- [The request]
Gather every line of the listing below that contains the string "decoration", copying each one in full. Case counts.

- [Data section]
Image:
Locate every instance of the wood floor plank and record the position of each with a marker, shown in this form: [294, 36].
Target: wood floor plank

...

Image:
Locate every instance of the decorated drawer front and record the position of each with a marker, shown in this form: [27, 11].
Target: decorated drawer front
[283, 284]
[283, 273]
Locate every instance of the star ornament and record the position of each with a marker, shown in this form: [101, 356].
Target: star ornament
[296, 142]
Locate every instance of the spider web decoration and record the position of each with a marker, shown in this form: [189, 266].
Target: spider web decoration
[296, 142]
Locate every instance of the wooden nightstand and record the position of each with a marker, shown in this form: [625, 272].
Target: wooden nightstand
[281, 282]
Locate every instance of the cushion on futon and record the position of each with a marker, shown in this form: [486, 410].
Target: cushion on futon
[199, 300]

...

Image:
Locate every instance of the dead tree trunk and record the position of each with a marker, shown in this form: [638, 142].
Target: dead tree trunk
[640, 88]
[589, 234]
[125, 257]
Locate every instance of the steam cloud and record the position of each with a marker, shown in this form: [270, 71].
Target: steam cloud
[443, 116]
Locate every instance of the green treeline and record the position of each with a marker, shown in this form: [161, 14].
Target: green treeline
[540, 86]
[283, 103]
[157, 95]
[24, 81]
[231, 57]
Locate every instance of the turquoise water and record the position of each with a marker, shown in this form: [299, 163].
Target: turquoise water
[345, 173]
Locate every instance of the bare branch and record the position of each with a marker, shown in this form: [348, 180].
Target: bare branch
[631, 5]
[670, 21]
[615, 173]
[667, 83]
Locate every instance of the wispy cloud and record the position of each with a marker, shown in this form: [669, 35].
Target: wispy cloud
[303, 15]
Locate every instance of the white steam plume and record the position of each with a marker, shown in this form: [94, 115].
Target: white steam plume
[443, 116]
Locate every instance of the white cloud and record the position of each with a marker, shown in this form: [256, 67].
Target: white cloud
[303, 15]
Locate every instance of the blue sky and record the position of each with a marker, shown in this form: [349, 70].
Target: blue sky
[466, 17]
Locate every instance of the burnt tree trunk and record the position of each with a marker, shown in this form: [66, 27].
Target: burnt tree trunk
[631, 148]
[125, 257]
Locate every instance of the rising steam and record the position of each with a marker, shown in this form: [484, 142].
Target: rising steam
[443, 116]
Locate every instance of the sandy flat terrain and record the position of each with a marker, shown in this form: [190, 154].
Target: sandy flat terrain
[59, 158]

- [Finished exercise]
Locate every instance of the spider web decoration and record the position of each with a marker, shown in this form: [189, 266].
Target: spider web decoration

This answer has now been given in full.